(Task set):
1. Answer these questions from the op-ed about McCarren Park Pool:
(a) What price was the entrepreneur charging for locks?
(b) Which precinct was the van commandeered from?
(c) Whose name appeared on the sign-in sheets for the meeting?
2. Please output everything from "Yes folks, it" down to "goes: shit happens." in the op-ed about McCarren Park Pool, copied word for word.

(Excerpt):
Quicklink/Op Ed: Turdpedo Shuts Down McCarren Park Pool?

Yes folks, it would appear this is indeed the case. Or was an errant piece of feral furniture in need of a dip to beat the summer heat to blame? In this respect CBS’s account is rather ambiguous.

In all seriousness: why is this news? Sure, I’m always open to Caddyshack/Baby Ruth jokes (as the video opening this tome attests). But really?

We all know how the adage goes: shit happens.

And occasionally it happens in our public spaces. This is nothing new. I have seen all manner and variety of effluvia in our subways, streets, stoops, etc., over the years. However, any and all incidences involving our newly re-opened pool seem to merit media scrutiny. Why is this so? I can assure you, gentle readers, there are much more pressing matters here. I do my best to cover some of them on this site.

Nonetheless since this site is— albeit in petite form, media— I feel compelled to direct some scrutiny of my own to the matter of our pool. Without further ado, here it is.

Last Thursday when I walked by there were to my recollection no less than two squad cars, a “meter maid” vehicle; a van commandeered from the 83rd Precinct (which I can assure you has problems of its own*), and a North Brooklyn Task Force vehicle. Given there were no crowds to control, simply a family of four peaceably entering this facility and an entrepreneur who had set up a table selling locks for $5.00 and (amusingly enough) diapers I have to wonder if this presence was a mite bit excessive.

But then again, our Finest follow orders. Their mandate is to protect and serve. My question is exactly who they are protecting and serving?

No one seems to be the least bit outraged that a “secret” meeting was organized to discuss the matter of our pool. One in which our City Councilman, Assemblyman Joe Lentol, the head of the 94th Precinct, and Christine Quinn were involved (among others). You should be. Among the manifold number of things I learned were:

  • Mayoral candidate Ms. Quinn seems to have organized this meeting. The sign-in sheets had her name on them. She does not reside in this community. This raises an eyebrow.

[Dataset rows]
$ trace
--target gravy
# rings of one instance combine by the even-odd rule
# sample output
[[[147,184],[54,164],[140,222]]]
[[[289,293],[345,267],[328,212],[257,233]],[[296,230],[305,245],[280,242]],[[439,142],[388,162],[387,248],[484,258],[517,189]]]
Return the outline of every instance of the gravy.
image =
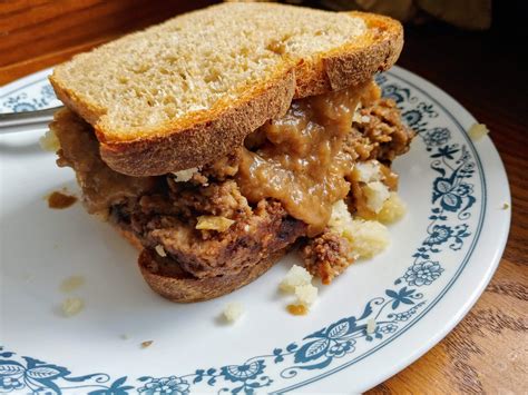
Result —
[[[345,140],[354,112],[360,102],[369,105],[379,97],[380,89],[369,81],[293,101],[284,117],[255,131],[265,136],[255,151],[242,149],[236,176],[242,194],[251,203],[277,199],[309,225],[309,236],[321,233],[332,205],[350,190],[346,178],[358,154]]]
--
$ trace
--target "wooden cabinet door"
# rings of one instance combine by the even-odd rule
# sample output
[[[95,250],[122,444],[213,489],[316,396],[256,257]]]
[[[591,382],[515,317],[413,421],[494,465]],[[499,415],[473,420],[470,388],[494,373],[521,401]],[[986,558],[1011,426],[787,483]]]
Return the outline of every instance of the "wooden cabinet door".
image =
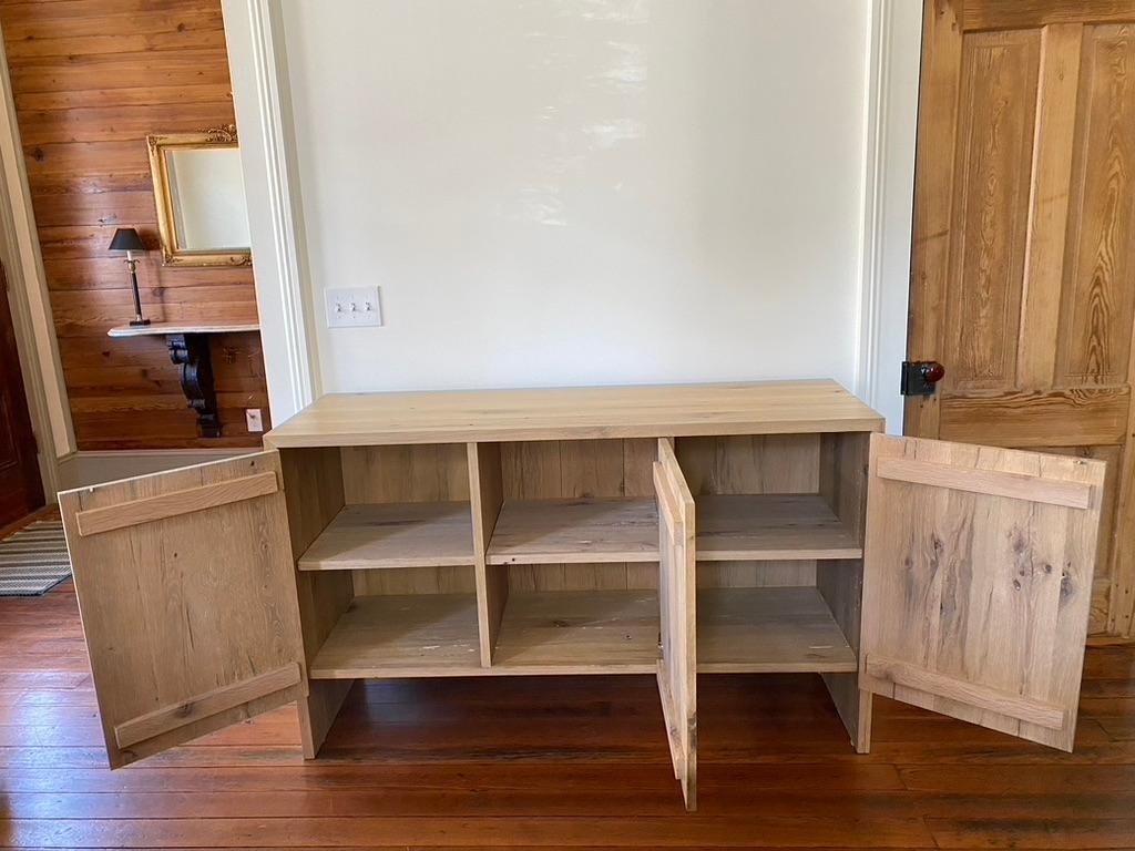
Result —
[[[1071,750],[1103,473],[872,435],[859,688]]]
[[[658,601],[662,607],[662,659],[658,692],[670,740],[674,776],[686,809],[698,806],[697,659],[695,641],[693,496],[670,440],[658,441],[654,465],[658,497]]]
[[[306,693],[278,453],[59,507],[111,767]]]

(Answers by task):
1.
(a) $5.00
(b) The 83rd Precinct
(c) Ms. Quinn's (Christine Quinn)

2.
Yes folks, it would appear this is indeed the case. Or was an errant piece of feral furniture in need of a dip to beat the summer heat to blame? In this respect CBS’s account is rather ambiguous.

In all seriousness: why is this news? Sure, I’m always open to Caddyshack/Baby Ruth jokes (as the video opening this tome attests). But really?

We all know how the adage goes: shit happens.